### Prompt
Retype each line of the material below word for word; pictures stay out.

──────── Provided data ────────

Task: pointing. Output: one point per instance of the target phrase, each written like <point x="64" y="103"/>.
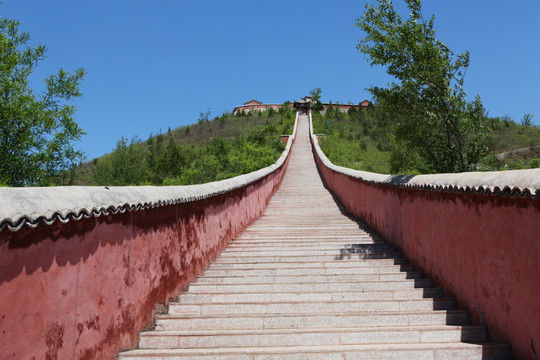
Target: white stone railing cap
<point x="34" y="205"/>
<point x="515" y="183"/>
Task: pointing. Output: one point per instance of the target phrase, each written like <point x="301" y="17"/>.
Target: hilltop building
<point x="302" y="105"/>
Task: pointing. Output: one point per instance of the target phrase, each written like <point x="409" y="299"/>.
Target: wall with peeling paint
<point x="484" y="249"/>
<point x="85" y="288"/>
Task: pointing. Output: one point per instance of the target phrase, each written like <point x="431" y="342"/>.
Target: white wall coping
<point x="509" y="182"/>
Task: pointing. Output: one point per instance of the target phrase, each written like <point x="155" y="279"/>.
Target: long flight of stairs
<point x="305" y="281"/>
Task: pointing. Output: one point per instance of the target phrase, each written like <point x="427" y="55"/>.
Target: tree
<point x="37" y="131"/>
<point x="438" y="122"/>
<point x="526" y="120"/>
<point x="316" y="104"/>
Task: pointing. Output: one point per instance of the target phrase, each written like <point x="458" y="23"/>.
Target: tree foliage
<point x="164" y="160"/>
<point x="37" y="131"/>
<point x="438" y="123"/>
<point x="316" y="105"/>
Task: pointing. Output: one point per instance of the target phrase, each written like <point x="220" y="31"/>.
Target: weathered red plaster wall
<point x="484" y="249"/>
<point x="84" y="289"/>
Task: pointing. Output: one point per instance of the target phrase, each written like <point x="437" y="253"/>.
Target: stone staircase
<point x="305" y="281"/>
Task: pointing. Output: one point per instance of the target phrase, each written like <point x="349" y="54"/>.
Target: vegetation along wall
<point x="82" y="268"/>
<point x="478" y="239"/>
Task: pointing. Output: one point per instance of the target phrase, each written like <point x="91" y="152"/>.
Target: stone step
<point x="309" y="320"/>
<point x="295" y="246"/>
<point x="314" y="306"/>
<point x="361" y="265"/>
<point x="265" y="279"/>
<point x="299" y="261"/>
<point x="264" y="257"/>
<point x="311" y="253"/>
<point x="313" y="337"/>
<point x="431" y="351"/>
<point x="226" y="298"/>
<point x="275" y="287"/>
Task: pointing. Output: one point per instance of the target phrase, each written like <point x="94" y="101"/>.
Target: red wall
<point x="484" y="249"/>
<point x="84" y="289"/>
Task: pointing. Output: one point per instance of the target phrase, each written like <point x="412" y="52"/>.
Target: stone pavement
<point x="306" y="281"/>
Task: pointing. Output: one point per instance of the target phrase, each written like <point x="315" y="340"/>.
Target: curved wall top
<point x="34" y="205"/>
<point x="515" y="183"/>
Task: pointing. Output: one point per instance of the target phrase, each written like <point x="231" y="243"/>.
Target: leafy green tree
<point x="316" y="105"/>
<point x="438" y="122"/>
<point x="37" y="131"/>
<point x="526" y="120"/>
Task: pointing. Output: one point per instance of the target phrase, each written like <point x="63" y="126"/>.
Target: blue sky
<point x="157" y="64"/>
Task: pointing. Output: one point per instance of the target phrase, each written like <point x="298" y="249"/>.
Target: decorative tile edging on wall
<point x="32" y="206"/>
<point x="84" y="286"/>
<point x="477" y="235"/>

────────

### Response for this exercise
Task: pointing. Output: one point per instance of the target phrase, each written like <point x="64" y="103"/>.
Target: white stone railing cap
<point x="34" y="205"/>
<point x="515" y="183"/>
Task: pointing. Output: one point per instance of the target phrase, each written like <point x="301" y="17"/>.
Target: hilltop building
<point x="302" y="105"/>
Task: pointing. Output: one point per instance of the target phrase, each written like <point x="409" y="299"/>.
Target: wall with peeling paint
<point x="484" y="249"/>
<point x="85" y="288"/>
Task: pointing. Output: one point per instance of the target phrase, each written like <point x="431" y="342"/>.
Target: white wall coping
<point x="509" y="182"/>
Task: pointing. Output: one point per instance of the target phrase, each written like <point x="155" y="279"/>.
Target: long flight of stairs
<point x="305" y="281"/>
Task: pointing. Output: one point per instance of the target phrase, each written like <point x="427" y="55"/>.
Target: tree
<point x="37" y="131"/>
<point x="438" y="122"/>
<point x="526" y="120"/>
<point x="316" y="104"/>
Task: pointing. Output: one point per instance of the target phrase, each written like <point x="458" y="23"/>.
Target: tree foliage
<point x="164" y="160"/>
<point x="37" y="131"/>
<point x="438" y="123"/>
<point x="316" y="105"/>
Task: pointing. Output: one point per instance of the target phrase, each written like <point x="220" y="31"/>.
Target: weathered red plaster wall
<point x="484" y="249"/>
<point x="84" y="289"/>
Task: pointing. Output: one point per instance of the target phrase, each written like <point x="437" y="253"/>.
Target: stone staircase
<point x="305" y="281"/>
Task: pointing. Output: one point per instance of the target phrase, each written like <point x="349" y="54"/>.
Target: vegetation along wall
<point x="82" y="268"/>
<point x="478" y="239"/>
Task: pointing. Output: one point per instance of the target phrase, each written like <point x="91" y="152"/>.
Target: stone step
<point x="309" y="320"/>
<point x="295" y="246"/>
<point x="314" y="306"/>
<point x="361" y="265"/>
<point x="265" y="279"/>
<point x="299" y="261"/>
<point x="264" y="257"/>
<point x="311" y="253"/>
<point x="313" y="337"/>
<point x="431" y="351"/>
<point x="226" y="298"/>
<point x="275" y="287"/>
Task: pointing. Output: one point per instance of the target phrase, each written like <point x="94" y="101"/>.
Target: red wall
<point x="484" y="249"/>
<point x="84" y="289"/>
Task: pointing. Output: one point per instance of the target phrase, each written like <point x="412" y="52"/>.
Target: stone pavement
<point x="306" y="281"/>
Task: pointing. Output: one point per instance of the target phrase, each written like <point x="315" y="340"/>.
Target: curved wall top
<point x="34" y="205"/>
<point x="515" y="183"/>
Task: pointing. Output: one point per instance of the target phrase, each written like <point x="231" y="243"/>.
Target: leafy green tree
<point x="316" y="105"/>
<point x="438" y="122"/>
<point x="37" y="131"/>
<point x="526" y="120"/>
Task: pointing. Output: one point per instance of the target phrase, each written like <point x="63" y="126"/>.
Target: blue sky
<point x="157" y="64"/>
Task: pointing. Output: one point per instance of the target phrase, each written like <point x="298" y="249"/>.
Target: decorative tile edging on wall
<point x="32" y="206"/>
<point x="84" y="286"/>
<point x="477" y="235"/>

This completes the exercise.